__Your goal__
Go through the records and copy each line where the string "image" occurs.

-*-

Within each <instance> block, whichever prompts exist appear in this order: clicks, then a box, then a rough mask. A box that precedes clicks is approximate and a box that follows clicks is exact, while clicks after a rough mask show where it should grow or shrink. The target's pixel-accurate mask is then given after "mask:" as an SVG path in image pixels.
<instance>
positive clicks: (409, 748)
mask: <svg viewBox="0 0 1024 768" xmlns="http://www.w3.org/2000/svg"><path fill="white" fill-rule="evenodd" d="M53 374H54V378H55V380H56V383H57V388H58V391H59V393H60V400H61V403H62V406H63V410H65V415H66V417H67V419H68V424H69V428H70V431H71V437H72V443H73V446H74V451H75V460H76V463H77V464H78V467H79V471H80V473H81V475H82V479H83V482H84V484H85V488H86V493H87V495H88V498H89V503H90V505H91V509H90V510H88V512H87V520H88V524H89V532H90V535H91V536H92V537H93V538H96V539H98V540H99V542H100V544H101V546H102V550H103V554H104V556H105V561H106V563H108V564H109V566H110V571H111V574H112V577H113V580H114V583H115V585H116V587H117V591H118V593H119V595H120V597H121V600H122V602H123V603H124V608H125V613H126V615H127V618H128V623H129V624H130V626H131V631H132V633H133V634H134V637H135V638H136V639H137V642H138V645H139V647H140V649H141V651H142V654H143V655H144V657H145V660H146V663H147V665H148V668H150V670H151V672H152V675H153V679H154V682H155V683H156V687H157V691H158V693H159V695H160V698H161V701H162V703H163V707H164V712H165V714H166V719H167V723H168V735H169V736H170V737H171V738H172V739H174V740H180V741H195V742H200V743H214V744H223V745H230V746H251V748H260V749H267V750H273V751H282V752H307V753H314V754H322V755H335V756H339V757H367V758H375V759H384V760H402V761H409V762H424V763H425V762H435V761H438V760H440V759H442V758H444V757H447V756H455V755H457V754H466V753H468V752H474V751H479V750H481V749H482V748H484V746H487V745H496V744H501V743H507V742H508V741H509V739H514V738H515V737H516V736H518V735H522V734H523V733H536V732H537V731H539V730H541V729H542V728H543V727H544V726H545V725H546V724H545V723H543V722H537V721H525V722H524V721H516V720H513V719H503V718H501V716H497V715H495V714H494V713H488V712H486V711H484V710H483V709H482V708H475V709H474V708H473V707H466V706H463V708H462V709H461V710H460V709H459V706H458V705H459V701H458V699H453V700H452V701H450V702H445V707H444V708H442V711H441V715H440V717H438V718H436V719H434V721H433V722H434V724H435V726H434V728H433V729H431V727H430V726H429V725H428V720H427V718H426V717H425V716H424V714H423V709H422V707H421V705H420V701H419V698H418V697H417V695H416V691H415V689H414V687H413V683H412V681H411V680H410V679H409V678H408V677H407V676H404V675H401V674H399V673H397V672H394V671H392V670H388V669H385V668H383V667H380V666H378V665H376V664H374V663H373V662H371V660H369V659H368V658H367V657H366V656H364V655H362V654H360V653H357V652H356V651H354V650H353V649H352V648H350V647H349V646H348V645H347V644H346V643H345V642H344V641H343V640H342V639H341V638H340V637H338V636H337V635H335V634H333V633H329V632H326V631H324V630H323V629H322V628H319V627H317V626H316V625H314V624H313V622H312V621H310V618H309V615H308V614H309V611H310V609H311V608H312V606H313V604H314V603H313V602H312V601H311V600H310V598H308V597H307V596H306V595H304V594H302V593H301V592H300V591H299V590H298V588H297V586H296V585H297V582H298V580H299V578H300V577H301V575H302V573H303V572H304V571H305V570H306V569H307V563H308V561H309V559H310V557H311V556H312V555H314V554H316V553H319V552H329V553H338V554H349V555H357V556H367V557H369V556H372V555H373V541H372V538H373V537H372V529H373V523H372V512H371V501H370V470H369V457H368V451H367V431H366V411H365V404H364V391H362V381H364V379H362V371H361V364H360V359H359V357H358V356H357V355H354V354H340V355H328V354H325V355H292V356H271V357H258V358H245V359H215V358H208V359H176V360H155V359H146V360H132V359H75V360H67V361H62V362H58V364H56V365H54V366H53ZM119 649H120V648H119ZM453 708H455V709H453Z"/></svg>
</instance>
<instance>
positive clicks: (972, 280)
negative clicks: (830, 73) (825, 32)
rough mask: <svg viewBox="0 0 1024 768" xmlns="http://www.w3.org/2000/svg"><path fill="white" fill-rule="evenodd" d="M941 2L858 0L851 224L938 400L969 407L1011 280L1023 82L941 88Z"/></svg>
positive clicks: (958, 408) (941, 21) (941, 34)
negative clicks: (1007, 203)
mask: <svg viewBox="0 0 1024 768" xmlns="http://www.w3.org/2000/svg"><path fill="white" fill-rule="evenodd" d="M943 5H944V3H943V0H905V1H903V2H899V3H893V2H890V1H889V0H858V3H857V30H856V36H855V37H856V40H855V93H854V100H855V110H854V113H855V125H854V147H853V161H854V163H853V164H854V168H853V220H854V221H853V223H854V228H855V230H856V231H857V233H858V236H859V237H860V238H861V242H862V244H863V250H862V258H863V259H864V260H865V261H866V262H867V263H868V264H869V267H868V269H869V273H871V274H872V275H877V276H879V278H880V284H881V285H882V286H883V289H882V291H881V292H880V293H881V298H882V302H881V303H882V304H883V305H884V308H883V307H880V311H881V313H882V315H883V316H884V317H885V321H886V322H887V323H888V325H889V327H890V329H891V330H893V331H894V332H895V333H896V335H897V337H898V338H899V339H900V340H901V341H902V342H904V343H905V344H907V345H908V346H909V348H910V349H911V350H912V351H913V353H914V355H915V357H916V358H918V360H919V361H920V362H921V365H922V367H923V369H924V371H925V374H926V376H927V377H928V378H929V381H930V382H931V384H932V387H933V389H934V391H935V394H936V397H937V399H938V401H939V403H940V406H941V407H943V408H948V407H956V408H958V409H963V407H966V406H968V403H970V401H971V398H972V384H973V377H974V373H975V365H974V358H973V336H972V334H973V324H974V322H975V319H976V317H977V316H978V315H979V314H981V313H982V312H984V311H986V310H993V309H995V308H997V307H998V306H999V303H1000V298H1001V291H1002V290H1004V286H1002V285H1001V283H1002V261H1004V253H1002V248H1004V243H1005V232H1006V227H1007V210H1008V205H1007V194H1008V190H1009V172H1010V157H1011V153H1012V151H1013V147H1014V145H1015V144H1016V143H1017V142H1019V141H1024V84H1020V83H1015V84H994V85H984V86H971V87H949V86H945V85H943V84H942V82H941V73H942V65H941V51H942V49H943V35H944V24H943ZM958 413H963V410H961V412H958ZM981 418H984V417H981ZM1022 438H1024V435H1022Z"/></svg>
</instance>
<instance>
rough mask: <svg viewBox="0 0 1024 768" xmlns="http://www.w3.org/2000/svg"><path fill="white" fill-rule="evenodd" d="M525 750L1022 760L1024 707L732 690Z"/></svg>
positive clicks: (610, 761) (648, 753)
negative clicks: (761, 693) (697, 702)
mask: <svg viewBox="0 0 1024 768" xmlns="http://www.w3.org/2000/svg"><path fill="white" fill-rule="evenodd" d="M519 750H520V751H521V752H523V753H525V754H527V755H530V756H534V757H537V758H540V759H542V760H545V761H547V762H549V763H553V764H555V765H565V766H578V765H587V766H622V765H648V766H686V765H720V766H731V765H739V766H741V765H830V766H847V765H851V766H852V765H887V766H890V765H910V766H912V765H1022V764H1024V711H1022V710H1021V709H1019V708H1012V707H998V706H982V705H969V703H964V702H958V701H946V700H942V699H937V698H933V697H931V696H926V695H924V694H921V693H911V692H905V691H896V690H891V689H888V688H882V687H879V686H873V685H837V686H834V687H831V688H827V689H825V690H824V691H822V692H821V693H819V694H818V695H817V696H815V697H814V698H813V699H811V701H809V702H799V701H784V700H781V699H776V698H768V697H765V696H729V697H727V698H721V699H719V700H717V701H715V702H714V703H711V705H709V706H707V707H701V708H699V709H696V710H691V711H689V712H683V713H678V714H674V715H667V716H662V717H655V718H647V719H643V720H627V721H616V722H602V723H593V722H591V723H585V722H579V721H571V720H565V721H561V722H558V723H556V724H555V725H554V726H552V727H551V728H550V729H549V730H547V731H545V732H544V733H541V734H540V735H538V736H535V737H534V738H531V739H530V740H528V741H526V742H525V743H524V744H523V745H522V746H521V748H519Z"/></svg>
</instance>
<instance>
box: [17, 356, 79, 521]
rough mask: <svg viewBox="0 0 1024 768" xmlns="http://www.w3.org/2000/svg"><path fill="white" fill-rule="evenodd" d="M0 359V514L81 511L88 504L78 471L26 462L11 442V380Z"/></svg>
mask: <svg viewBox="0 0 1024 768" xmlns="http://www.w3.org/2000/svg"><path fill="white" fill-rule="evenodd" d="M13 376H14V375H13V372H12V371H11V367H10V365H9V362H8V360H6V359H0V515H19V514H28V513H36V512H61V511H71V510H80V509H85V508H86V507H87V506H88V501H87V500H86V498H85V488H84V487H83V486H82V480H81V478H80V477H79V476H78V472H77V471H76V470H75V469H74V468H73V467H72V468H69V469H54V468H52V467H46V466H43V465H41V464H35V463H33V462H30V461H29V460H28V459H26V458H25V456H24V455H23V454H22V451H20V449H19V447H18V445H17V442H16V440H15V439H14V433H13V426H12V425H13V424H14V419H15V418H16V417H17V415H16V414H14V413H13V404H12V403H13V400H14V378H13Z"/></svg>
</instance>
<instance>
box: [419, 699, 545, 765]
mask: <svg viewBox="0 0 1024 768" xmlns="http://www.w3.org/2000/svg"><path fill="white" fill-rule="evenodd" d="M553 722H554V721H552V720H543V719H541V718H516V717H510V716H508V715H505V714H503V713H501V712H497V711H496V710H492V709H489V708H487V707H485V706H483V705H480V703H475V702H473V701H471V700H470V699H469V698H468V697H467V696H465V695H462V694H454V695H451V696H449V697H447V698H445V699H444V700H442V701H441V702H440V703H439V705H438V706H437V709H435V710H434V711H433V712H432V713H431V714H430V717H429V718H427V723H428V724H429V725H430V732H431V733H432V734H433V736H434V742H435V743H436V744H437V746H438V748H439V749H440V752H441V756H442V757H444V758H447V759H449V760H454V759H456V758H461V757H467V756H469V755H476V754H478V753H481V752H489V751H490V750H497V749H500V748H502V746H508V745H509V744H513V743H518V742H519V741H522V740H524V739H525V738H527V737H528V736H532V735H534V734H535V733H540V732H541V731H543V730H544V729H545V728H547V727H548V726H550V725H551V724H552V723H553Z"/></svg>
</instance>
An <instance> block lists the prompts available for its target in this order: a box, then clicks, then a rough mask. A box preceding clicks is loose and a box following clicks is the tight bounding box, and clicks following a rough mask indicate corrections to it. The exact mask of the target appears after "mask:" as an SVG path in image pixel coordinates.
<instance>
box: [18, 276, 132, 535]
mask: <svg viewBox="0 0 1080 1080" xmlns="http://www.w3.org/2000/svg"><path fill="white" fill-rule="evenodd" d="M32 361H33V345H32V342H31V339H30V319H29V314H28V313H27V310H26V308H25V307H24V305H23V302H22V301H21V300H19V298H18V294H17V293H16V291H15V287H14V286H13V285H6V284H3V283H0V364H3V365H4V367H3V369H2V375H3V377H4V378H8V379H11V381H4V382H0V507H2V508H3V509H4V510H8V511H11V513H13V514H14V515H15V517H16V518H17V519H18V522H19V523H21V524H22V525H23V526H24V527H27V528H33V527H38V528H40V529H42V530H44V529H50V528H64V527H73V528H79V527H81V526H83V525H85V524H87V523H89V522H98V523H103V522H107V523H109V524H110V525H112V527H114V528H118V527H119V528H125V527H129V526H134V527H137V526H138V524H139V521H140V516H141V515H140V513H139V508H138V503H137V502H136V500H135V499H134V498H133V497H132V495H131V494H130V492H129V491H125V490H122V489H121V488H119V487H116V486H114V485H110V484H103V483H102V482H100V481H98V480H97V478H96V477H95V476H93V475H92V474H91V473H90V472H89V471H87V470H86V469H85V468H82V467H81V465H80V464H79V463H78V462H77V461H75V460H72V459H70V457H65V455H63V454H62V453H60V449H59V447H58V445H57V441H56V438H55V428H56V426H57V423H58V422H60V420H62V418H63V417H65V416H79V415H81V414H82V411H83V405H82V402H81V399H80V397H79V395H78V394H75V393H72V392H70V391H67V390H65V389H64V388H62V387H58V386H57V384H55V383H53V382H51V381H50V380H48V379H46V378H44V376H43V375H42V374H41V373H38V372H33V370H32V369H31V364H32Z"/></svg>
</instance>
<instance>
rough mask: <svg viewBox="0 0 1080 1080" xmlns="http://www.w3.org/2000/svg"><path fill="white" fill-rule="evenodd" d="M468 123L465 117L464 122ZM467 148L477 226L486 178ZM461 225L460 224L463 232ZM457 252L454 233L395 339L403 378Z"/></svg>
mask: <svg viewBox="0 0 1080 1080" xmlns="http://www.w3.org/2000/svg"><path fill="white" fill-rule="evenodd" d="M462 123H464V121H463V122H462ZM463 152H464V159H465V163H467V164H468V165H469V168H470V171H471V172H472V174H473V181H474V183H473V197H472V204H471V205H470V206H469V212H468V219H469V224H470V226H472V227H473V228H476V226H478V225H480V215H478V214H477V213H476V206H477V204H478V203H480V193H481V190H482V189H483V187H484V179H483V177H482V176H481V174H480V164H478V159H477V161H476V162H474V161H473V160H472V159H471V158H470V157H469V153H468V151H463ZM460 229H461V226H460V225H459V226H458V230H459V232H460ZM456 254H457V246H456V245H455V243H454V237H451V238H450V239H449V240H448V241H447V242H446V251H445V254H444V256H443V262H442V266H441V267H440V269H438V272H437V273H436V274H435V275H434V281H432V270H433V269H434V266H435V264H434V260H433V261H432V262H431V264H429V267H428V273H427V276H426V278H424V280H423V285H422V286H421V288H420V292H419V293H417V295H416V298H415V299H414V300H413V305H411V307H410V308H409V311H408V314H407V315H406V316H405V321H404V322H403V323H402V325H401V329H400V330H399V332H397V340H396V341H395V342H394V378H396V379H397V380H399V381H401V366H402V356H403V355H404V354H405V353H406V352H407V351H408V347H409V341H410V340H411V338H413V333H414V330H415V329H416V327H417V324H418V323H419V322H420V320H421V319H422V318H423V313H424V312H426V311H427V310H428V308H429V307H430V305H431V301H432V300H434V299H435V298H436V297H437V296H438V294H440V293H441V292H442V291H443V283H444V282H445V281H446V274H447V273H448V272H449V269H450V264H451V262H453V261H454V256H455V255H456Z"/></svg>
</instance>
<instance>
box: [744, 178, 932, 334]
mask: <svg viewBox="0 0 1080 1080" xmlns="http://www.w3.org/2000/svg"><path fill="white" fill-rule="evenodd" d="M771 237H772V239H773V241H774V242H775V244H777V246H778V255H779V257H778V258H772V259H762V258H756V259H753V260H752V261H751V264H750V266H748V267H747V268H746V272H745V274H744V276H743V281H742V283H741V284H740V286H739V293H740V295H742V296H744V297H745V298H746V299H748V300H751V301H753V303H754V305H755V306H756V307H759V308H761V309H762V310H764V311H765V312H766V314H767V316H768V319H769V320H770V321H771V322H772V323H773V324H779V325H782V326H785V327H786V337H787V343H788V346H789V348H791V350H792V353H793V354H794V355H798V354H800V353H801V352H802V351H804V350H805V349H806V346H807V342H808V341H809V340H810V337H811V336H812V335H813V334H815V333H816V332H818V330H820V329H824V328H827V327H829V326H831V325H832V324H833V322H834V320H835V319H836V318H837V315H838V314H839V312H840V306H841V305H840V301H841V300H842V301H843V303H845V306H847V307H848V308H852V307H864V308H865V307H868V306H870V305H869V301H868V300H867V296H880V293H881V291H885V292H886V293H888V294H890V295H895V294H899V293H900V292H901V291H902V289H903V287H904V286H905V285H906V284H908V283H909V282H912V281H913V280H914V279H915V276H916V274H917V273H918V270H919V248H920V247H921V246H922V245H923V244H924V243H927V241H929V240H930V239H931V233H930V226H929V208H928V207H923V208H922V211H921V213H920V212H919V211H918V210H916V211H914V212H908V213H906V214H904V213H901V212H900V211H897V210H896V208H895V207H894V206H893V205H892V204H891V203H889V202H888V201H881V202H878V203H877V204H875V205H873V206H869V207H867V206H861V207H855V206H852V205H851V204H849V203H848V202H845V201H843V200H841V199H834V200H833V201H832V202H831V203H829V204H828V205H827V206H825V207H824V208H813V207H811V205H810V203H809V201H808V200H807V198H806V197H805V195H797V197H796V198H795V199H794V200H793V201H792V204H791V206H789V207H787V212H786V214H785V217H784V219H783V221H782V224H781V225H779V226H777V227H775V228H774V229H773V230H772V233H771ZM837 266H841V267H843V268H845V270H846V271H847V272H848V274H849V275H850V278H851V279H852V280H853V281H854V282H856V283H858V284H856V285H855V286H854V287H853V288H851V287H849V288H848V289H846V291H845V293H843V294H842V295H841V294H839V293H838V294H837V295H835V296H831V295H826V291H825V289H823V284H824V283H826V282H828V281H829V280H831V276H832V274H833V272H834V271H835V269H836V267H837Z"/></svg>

-*-

__Answer below__
Within each <instance> block, whichever prompts exist appear in this order: clicks, then a box, then a rough mask. A box that precedes clicks is approximate and a box that follows clicks is exact, while clicks after a rough mask show where it should grow or shrink. The target's pixel-accurate mask is then given after "mask:" as an SVG path in image pixels.
An <instance> block lists the prompts available for its target in this order: a box, then clicks, then a rough mask. A box preceding clicks is loose and a box following clicks is the tight bounding box, and clicks following a rough mask indicate corrections to it. The exact mask of the target appears after "mask:" as an SVG path in image pixel coordinates.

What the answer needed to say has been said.